Problem details
Copy everything from the line containing "window --coords pixels" down to the line containing "[[[146,69],[146,84],[152,84],[152,68]]]", switching "hole" to "cutout" and keeping everything else the same.

====== Given information ======

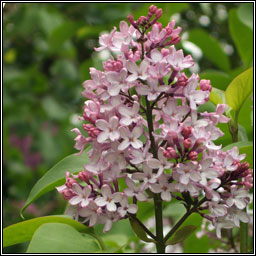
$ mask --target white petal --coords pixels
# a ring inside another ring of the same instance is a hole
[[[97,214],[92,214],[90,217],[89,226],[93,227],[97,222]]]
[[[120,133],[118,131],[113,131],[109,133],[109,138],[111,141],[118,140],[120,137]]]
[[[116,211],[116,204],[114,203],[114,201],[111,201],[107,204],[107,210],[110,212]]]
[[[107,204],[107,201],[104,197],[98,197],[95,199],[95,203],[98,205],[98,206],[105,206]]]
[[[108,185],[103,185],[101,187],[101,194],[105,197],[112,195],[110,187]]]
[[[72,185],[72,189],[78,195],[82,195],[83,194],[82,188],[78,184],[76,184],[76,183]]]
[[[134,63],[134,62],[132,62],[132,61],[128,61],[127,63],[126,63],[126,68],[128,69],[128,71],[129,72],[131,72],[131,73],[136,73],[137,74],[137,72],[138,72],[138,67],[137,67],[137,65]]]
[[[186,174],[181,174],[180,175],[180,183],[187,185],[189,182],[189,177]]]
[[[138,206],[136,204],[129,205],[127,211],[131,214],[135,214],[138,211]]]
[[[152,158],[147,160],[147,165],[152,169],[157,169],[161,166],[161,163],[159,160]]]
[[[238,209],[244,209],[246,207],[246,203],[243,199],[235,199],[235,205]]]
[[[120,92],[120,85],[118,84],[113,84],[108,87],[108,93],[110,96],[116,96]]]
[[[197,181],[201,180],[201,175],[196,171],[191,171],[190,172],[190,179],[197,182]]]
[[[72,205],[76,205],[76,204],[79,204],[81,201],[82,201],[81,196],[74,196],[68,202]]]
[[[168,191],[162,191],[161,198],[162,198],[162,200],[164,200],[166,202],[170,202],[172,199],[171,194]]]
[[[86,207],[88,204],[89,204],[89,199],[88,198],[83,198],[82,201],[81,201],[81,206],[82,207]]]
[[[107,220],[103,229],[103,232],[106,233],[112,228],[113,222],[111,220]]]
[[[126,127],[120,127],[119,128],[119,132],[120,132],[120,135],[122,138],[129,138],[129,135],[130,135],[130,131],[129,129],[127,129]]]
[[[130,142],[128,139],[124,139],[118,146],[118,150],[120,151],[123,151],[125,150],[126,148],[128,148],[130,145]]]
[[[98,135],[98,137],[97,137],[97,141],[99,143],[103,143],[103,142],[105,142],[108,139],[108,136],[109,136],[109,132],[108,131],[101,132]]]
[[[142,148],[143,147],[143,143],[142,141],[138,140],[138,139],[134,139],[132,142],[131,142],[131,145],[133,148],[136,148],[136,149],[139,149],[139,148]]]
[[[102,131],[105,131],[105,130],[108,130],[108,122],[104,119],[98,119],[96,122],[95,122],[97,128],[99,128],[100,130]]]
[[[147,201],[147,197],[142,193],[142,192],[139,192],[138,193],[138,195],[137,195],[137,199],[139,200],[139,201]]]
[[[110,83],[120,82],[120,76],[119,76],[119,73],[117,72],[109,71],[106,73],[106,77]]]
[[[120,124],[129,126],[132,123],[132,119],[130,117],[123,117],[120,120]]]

======
====== Given information ======

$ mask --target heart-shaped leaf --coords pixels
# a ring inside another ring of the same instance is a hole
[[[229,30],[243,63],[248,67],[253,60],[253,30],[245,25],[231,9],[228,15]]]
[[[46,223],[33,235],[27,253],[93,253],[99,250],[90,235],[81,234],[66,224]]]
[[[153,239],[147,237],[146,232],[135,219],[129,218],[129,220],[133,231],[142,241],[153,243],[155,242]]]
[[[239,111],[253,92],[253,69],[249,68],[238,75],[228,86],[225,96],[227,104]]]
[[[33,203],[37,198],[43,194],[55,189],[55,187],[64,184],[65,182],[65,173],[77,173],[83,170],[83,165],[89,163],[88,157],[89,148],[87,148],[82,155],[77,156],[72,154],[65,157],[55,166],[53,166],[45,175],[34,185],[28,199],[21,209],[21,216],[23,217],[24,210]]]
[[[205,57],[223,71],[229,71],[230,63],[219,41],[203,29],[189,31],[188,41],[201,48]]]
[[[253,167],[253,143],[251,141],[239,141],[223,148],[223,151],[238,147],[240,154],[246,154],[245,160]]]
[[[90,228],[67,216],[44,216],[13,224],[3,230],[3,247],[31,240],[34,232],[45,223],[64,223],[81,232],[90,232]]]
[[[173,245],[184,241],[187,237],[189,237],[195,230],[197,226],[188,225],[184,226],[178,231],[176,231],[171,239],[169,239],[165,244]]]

======
====== Given information ======

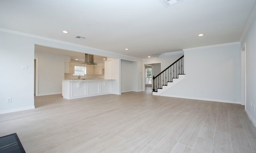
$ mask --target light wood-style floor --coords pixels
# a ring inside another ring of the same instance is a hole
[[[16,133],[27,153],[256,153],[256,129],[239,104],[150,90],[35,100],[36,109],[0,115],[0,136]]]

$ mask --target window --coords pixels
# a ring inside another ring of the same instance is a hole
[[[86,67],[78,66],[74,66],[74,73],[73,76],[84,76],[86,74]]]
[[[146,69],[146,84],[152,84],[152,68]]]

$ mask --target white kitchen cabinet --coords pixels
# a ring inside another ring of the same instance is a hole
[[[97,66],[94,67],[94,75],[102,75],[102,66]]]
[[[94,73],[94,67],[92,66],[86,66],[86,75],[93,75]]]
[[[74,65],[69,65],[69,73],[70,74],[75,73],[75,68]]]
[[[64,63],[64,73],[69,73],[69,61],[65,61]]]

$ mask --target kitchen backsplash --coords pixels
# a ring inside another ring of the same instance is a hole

======

Full output
$ mask --target window --coords pixels
# a ring inside another ring of the same instance is a cutout
[[[86,67],[78,66],[74,66],[74,73],[73,76],[84,76],[86,74]]]
[[[146,69],[146,84],[152,84],[152,68]]]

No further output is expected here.